▶ Exercise
Render every line of the records that follow as a JSON list of strings, one string per line, leaving out any blank lines.

▶ Stored data
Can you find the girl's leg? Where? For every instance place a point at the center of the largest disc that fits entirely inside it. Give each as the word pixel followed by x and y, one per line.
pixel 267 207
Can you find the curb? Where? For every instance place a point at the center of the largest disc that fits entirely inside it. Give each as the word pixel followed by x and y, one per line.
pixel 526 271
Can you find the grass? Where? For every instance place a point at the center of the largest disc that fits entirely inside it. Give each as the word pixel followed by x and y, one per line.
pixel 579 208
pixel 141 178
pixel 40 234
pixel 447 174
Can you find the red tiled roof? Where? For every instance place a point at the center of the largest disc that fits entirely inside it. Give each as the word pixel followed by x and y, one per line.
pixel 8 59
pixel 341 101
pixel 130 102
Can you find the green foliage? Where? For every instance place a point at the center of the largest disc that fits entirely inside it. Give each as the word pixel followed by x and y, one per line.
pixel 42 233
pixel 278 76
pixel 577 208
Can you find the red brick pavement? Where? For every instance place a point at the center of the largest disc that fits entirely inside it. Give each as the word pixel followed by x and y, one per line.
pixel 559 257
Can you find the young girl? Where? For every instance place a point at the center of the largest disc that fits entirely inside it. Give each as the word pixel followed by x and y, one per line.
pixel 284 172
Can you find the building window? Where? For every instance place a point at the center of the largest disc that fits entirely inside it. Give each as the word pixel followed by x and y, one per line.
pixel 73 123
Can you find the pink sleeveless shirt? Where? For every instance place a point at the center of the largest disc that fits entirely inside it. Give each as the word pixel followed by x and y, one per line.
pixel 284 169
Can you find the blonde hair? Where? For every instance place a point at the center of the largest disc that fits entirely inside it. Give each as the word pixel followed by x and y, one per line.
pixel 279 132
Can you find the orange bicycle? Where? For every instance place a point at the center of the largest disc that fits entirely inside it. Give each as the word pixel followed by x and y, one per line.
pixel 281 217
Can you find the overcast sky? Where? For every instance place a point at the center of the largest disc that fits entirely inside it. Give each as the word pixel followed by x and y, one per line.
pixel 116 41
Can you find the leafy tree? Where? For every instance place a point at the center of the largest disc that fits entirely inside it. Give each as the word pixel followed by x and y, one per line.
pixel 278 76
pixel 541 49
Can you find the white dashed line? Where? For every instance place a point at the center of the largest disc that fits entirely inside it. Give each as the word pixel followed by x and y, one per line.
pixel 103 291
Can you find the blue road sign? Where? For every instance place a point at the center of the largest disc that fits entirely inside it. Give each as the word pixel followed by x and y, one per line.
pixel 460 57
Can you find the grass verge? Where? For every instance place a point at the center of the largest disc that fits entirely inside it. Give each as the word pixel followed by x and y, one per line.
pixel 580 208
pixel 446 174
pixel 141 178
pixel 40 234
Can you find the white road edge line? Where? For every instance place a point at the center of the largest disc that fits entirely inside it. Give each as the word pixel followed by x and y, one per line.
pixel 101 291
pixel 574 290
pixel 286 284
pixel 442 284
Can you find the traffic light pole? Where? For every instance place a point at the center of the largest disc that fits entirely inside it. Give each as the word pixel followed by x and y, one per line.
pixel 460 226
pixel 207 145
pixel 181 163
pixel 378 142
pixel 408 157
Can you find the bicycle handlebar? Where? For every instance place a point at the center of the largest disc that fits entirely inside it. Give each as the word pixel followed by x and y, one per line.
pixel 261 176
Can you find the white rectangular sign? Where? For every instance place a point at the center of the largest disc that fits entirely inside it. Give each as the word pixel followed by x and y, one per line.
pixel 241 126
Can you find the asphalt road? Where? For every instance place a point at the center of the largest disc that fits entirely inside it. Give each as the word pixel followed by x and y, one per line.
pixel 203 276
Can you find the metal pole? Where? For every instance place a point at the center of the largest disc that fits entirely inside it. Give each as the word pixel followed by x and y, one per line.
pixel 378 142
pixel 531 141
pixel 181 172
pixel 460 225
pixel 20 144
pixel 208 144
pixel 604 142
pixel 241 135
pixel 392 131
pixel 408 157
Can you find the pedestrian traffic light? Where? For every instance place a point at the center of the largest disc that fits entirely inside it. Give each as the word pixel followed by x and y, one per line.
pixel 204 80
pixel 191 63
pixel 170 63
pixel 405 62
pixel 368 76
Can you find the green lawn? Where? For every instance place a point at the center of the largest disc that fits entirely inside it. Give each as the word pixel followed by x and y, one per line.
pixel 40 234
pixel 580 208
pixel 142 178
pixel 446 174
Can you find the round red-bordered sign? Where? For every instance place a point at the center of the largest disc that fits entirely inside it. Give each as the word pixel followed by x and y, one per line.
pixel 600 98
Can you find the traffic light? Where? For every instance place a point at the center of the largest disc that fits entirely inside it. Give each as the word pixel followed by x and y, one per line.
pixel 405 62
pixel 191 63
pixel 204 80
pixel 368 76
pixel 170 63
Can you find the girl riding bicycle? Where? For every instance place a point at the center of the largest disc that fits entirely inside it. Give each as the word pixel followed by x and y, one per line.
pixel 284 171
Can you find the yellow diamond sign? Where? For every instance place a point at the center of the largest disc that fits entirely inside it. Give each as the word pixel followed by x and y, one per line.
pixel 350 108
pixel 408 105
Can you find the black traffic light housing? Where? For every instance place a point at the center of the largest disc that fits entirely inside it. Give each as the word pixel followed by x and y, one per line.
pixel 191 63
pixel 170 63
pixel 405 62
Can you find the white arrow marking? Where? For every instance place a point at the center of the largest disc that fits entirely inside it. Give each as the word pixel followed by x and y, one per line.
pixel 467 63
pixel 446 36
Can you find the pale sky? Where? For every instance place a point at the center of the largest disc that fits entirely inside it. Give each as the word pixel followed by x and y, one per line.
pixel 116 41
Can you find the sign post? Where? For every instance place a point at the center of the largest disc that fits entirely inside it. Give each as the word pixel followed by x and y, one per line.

▶ Task answer
[
  "Can you find the girl's leg? Where? For every instance place a point at the center of the largest disc that fits entirely inside it. Give each as the word pixel followed by x and y, one per line.",
  "pixel 267 207",
  "Can you find the curb? Where? For every instance place a point at the center of the largest disc that fits entirely inside it. Give each as the word pixel followed by x and y, one per line.",
  "pixel 526 271",
  "Can you find the grass? Where? For every instance place a point at the center of the largest disc that fits entirely inside it. Give each as the word pixel followed by x and y, one per line.",
  "pixel 579 208",
  "pixel 141 178",
  "pixel 40 234",
  "pixel 447 174",
  "Can you find the red tiled roof? Where? For every instance place a point at the center of the largest disc that fits entirely inside it. Give each as the word pixel followed by x and y, one per line.",
  "pixel 8 59",
  "pixel 341 101",
  "pixel 130 102",
  "Can you find the green foliage? Where? For every instance place a point at the center of the largest disc that fits entirely inside it. Give each as the word pixel followed by x and y, one per line.",
  "pixel 42 233",
  "pixel 278 76",
  "pixel 577 208",
  "Can you find the red brick pavement? Where? For every instance place a point at the center of the largest disc that fits entirely inside it. Give each as the word pixel followed by x and y, one per line.",
  "pixel 559 257",
  "Can you find the young girl? Where? For every instance place a point at the center of the largest disc that fits entirely inside it. Give each as the word pixel followed by x and y, one per line.",
  "pixel 284 172",
  "Can you find the building window? Where? For every instance place a point at the center of the largest disc that fits entirely inside it. Give each as the word pixel followed by x and y, one per line.",
  "pixel 73 123",
  "Can you find the pink sleeveless shirt? Where? For every instance place a point at the center of the largest disc that fits entirely inside it. Give each as the word pixel followed by x and y, one per line.",
  "pixel 284 169",
  "Can you find the blonde hair? Where? For every instance place a point at the center of the largest disc that fits entirely inside it. Give each as the word pixel followed by x and y, one per line.",
  "pixel 279 132",
  "Can you find the orange bicycle? Where? For every instance place a point at the center of the largest disc that fits entirely inside it. Give each as the word pixel followed by x and y, one per line.",
  "pixel 281 217",
  "Can you find the overcast sky? Where? For every instance place a point at the center of the largest disc that fits entirely inside it. Give each as the word pixel followed by x and y, one per line.",
  "pixel 116 41",
  "Can you find the leafy tree? Where? For every instance place a point at the center of the largest disc that fits entirely inside it. Give each as the word pixel followed by x and y, one per line.",
  "pixel 278 76",
  "pixel 541 49",
  "Can you find the white dashed line? Where? For every instance place a point at the center of the largest disc that fits entirely inside it. Give each as the word pixel followed by x and y, one per line.",
  "pixel 103 291",
  "Can you find the blue road sign? Where? For every instance place a point at the center of the largest disc that fits entirely inside it. Give each as the word pixel followed by x and y, one per line.",
  "pixel 460 57",
  "Can you find the grass verge? Where? For every instance place a point at the center of the largest disc that fits entirely inside it. Give each as the word pixel followed by x and y, one per line.",
  "pixel 580 208",
  "pixel 446 174",
  "pixel 141 178",
  "pixel 40 234",
  "Can you find the white road edge line? Where? For every instance place a point at the center of the largest disc that fits entirely inside it. Give each as the word pixel followed by x and y, one per line.",
  "pixel 101 291",
  "pixel 574 290",
  "pixel 286 284",
  "pixel 442 284",
  "Can you find the traffic light pole? Where? For every instance place a point at the center of the largest disc that fits entirely inside it. Give each as the word pixel followed by x and y, one per line.",
  "pixel 460 226",
  "pixel 207 145",
  "pixel 181 163",
  "pixel 378 142",
  "pixel 408 157",
  "Can you find the bicycle handlebar? Where? For every instance place a point at the center of the largest disc that fits entirely inside it. Give each as the word pixel followed by x and y, one per line.",
  "pixel 261 176",
  "Can you find the white rectangular sign? Where? For every instance place a point at the center of the largest disc that fits entirely inside it. Give each as the word pixel followed by x and y, one per line.",
  "pixel 241 126",
  "Can you find the asphalt road? Where? For every instance place a point at the center of the largest disc that fits entirely inside it. Give each as the word pixel followed by x and y, one per line.",
  "pixel 203 276",
  "Can you find the metal pole? Where? For every instance place a point at the center of the largest disc that fits entirely inside it. Give each as the word pixel followed by x and y, one per line.",
  "pixel 378 142",
  "pixel 531 141",
  "pixel 181 172",
  "pixel 460 225",
  "pixel 20 144",
  "pixel 208 144",
  "pixel 604 142",
  "pixel 241 135",
  "pixel 392 131",
  "pixel 408 157",
  "Can you find the pedestrian traffic light? Where? For every instance place a point at the center of the largest disc that fits entirely inside it. Give each as the word pixel followed by x and y, one per line.",
  "pixel 204 80",
  "pixel 191 63",
  "pixel 170 63",
  "pixel 405 62",
  "pixel 368 76",
  "Can you find the green lawn? Where? For every instance place a point at the center of the largest disc that fits entirely inside it. Give each as the word pixel followed by x and y, one per line.",
  "pixel 40 234",
  "pixel 580 208",
  "pixel 142 178",
  "pixel 446 174",
  "Can you find the round red-bordered sign? Where? For every instance place a point at the center of the largest disc that fits entirely inside it. Give each as the word pixel followed by x and y, one per line.",
  "pixel 600 98",
  "Can you find the traffic light? Where? For every instance place a point at the center of the largest disc that fits entirely inside it. Give each as the word pixel followed by x and y, one per line.",
  "pixel 405 62",
  "pixel 191 63",
  "pixel 204 80",
  "pixel 368 76",
  "pixel 170 63",
  "Can you find the girl riding bicycle? Where? For every instance place a point at the center of the largest disc that fits entirely inside it. Give each as the word pixel followed by x and y, one per line.",
  "pixel 284 171",
  "Can you find the yellow diamond sign? Where? For every instance place a point at the center of the largest disc that fits entirely inside it. Give each as the word pixel followed by x and y, one per line.",
  "pixel 350 108",
  "pixel 408 105",
  "Can you find the black traffic light housing? Where? For every instance place a point at the center of the largest disc that fits entirely inside it. Give each as the word pixel followed by x and y, one per line.",
  "pixel 191 63",
  "pixel 170 63",
  "pixel 405 62",
  "Can you find the white arrow marking? Where? For every instance place a point at the center of the largest disc that fits entirely inside it. Give each as the word pixel followed by x and y, one per line.",
  "pixel 467 63",
  "pixel 446 36",
  "Can you find the pale sky? Where? For every instance place a point at the center of the largest disc that fits entirely inside it. Give each as the word pixel followed by x and y, one per line.",
  "pixel 116 41",
  "Can you find the sign post? Where? For every instance place a point at the center of the largest disc that fits entirely inside it. Give each as the word pixel followed by x and y, one per line."
]